What the exercise asks:
Please rewrite the records below with every "innermost point" changed to "center point" and nothing else altered.

Data lines:
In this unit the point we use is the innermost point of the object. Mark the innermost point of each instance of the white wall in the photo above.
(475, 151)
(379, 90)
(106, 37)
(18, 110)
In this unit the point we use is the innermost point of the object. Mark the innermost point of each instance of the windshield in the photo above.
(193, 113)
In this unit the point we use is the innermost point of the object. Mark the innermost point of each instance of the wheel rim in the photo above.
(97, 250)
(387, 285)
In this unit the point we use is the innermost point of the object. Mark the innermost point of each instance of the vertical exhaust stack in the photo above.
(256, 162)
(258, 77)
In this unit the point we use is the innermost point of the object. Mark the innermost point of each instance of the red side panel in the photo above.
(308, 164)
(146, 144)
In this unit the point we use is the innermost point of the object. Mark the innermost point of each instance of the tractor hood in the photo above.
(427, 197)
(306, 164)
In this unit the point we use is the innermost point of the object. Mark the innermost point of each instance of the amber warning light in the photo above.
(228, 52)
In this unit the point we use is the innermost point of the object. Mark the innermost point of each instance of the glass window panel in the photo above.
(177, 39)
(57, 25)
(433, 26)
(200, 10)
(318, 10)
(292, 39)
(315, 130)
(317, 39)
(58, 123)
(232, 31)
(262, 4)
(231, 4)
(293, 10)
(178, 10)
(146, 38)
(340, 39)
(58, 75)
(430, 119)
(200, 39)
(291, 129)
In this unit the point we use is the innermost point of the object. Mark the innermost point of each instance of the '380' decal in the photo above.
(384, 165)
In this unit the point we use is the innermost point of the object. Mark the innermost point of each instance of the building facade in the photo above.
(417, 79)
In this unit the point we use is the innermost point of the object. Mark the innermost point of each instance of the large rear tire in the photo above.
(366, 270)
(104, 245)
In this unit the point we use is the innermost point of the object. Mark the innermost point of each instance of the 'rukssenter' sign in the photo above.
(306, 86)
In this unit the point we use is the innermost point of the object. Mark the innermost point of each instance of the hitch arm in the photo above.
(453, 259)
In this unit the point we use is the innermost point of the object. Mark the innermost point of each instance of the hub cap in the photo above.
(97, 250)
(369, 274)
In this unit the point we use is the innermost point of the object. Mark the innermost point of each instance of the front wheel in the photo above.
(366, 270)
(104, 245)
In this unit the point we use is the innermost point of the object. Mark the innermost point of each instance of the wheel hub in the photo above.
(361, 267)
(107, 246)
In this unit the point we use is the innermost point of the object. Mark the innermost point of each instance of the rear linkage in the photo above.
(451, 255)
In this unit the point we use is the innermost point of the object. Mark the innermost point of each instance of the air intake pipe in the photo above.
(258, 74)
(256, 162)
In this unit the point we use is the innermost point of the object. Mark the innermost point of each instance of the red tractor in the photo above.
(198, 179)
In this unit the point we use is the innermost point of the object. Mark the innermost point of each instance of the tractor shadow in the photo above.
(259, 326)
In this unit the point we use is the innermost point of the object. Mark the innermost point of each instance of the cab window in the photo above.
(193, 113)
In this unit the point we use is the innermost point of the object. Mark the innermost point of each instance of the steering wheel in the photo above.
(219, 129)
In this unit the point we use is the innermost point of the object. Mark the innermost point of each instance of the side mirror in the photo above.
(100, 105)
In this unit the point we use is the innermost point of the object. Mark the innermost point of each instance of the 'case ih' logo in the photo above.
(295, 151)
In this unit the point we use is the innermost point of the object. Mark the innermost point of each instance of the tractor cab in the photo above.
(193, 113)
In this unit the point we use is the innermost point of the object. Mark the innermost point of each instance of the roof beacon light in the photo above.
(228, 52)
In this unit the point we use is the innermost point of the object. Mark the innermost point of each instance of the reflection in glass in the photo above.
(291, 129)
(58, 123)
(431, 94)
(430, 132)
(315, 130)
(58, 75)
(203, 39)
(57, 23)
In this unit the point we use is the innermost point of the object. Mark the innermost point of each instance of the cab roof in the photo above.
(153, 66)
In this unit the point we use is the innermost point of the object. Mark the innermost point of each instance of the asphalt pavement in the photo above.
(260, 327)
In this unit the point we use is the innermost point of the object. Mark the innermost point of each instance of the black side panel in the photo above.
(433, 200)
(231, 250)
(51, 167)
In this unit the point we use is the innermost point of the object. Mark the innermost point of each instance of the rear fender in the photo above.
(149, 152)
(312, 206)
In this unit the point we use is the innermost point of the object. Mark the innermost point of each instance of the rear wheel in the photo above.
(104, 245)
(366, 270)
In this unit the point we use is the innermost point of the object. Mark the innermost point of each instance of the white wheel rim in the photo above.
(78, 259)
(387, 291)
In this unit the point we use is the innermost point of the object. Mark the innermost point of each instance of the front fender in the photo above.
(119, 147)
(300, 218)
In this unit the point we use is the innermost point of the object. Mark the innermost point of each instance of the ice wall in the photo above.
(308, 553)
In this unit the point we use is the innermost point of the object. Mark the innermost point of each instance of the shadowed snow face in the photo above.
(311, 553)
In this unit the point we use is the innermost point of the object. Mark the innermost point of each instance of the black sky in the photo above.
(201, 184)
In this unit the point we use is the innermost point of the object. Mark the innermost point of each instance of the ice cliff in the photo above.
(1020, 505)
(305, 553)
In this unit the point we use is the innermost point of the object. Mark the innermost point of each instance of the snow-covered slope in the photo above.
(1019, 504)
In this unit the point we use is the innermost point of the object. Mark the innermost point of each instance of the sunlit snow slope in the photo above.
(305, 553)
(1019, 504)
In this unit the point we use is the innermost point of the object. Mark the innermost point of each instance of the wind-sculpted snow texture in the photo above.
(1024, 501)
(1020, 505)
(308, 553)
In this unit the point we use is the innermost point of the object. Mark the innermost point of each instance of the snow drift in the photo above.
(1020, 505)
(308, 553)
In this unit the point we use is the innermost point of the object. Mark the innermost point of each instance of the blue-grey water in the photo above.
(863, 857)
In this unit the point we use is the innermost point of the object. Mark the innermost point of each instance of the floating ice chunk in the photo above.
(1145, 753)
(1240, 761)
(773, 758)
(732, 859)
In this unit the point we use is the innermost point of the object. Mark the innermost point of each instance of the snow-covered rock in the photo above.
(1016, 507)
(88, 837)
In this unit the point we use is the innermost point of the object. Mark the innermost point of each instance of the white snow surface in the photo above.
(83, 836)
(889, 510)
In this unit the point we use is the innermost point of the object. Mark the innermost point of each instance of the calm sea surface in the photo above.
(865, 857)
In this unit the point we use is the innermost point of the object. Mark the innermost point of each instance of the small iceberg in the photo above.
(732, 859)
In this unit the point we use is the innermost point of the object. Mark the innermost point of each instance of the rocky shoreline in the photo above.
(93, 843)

Solution for this exercise:
In this unit the point we use is the center point of the object. Mark the center point of each instance of the white wall in the photo above.
(475, 151)
(379, 90)
(106, 37)
(18, 110)
In this unit the point we use is the center point of the object. Mark the center point of each instance of the windshield in the photo above.
(193, 113)
In this unit the point we use is the center point of the object. Mark the center point of each instance of the wheel rim in the photo above.
(97, 250)
(387, 285)
In this unit the point we use is the center point of the object. Mark the center point of each instance of the vertical exhaust stack in the photo above.
(256, 162)
(258, 77)
In this unit the point we use is the center point of the object. Mark the center point of each instance of the red side panel in the photo above.
(308, 164)
(146, 144)
In this unit the point we use is the center point of the object. Mark the center point of each instance of the tractor hood in the photo above.
(427, 197)
(306, 164)
In this unit the point we use is the center point of the object. Mark the center point of each instance of the amber warning light in the photo above.
(228, 52)
In this unit the point we use is the center point of the object. Mark the center point of each instance of the glass window panel in the photo above.
(177, 39)
(57, 25)
(433, 26)
(200, 10)
(318, 10)
(292, 39)
(315, 130)
(317, 39)
(58, 123)
(232, 31)
(262, 4)
(231, 4)
(293, 10)
(178, 10)
(146, 38)
(340, 39)
(58, 75)
(430, 119)
(200, 39)
(291, 129)
In this unit the point we use is the center point of the object. Mark the center point of each instance of the '380' decal in the photo above.
(384, 165)
In this unit the point we use is the center point of the object. Mark the center point of each instance of the building facade in the photo above.
(417, 79)
In this unit the point we use is the center point of the object. Mark the center point of each instance of the large rear tire in the photo above.
(366, 270)
(104, 245)
In this unit the point we use is the center point of the object. Mark the center point of each instance of the 'rukssenter' sign in the photo above.
(306, 86)
In this unit the point we use is the center point of the object. Mark the center point of each instance of the hitch arm in the photo above.
(453, 259)
In this unit the point we use is the center point of the object. Mark the center point of each instance of the hub cap in the photo above.
(97, 250)
(369, 274)
In this unit the point we use is the center point of the object. Mark the center point of each instance of the front wheel in the photo above.
(366, 270)
(104, 245)
In this unit the point we use is the center point of the object. Mark the center point of each instance of the wheel hub in the photo above.
(361, 267)
(107, 246)
In this unit the point we use is the center point of the object. Mark the center point of each instance of the rear linkage in the photo above.
(451, 255)
In this unit the point we use is the center point of the object. Mark the center point of each instance of the air intake pipe in the photo above.
(258, 74)
(256, 162)
In this unit the point we use is the center point of the object. Mark the center point of each instance of the red tractor in the photo above.
(198, 179)
In this unit the point we use is the center point of the object. Mark the center point of each instance of the tractor shadow in the photo above.
(259, 326)
In this unit the point we use is the center point of the object. Mark the center point of each instance of the cab window in the photo above.
(193, 113)
In this unit the point we use is the center point of the object. Mark the center point of each instance of the steering wheel in the photo above.
(219, 129)
In this unit the point we use is the center point of the object. Mark the center point of each instance of the side mirror in the photo above.
(100, 105)
In this unit the point we use is the center point of the object. Mark the center point of each instance of the 'case ih' logo in the photo above.
(295, 151)
In this unit the point we use is the center point of the object. Mark the center point of each instance of the tractor cab in the photo above.
(193, 113)
In this unit the point we use is the center point of the object. Mark the center point of each instance of the roof beacon light in the photo above.
(228, 52)
In this unit the point we use is the center point of the object. Mark the center point of each instance of the reflection in glass in the photo above.
(291, 129)
(58, 123)
(431, 94)
(430, 132)
(315, 130)
(58, 75)
(203, 39)
(57, 23)
In this unit the point we use is the center point of the object. Mark the center point of each instance of the cab roof in the photo above.
(153, 66)
In this unit the point we use is the center point of the object. Mark the center point of each instance of the asphalt pavement in the photo above.
(260, 327)
In this unit the point we use is the center point of the object. Mark the center point of each instance of the black side panel in the photo above.
(433, 200)
(231, 250)
(51, 167)
In this unit the point we use is the center point of the object. Mark the center point of each instance of the rear fender in the photo above.
(149, 152)
(312, 206)
In this unit the point we use is the center point of the object. Mark the center point of each instance of the rear wheel in the photo above.
(104, 245)
(366, 270)
In this unit the point we use is the center point of the object. Mark the center point of each instance of the white wheel rim in the photo above.
(78, 259)
(387, 291)
In this unit the point we use is the center point of the object. Mark the center point of each instance of the front fender in the photo above.
(119, 147)
(300, 218)
In this unit the point we use is the center point of the object. Mark the center point of each instance of the ice wall in the photo above.
(308, 553)
In this unit the point we use is the center point of the object. Mark the center point of each instance of the shadowed snow face in the photo above.
(311, 553)
In this unit the point we use is the center point of the object. Mark the center point of each instance of the black sky in the photo above.
(201, 184)
In this unit the point we use is the center point of the object. Mark the center point of each instance of the ice cliff in the photo above.
(1020, 505)
(305, 553)
In this unit the point we use is the center point of the object. Mark the center point of each instance of the snow-covered slope in the photo above.
(1019, 504)
In this unit the point we use is the center point of the object. Mark the center point of each instance of the sunlit snow slope in the photo above.
(305, 553)
(1019, 504)
In this unit the point we use is the center point of the object. Mark the center point of each instance of the wind-sculpted snow texture in the photo above.
(1024, 501)
(1020, 505)
(308, 553)
In this unit the point we use is the center point of the object. Mark the center point of each instance of the snow drift in the photo above.
(1020, 505)
(308, 553)
In this unit the point we use is the center point of the object. Mark the center point of each instance of the blue-grey water in the photo above.
(863, 857)
In this unit the point we use is the center point of the object. Mark the center point of each instance of the floating ice chunk in the photo above.
(1145, 753)
(1240, 761)
(773, 758)
(732, 859)
In this unit the point we use is the center point of the object. Mark the center point of each instance of the snow-covered rock in the photo above.
(1016, 507)
(88, 837)
In this unit the point we use is the center point of the object. Mark the center point of each instance of the white snow surface in the photo above.
(83, 836)
(889, 510)
In this unit the point we use is the center point of the object. Mark the center point of each instance of the calm sea surface in the photo above.
(865, 857)
In this unit the point we use is the center point of the object. Mark the center point of each instance of the small iceberg in the photo above.
(732, 859)
In this unit the point we use is the center point of the object. Mark the center point of each instance of the rocky shoreline in the photo above.
(93, 843)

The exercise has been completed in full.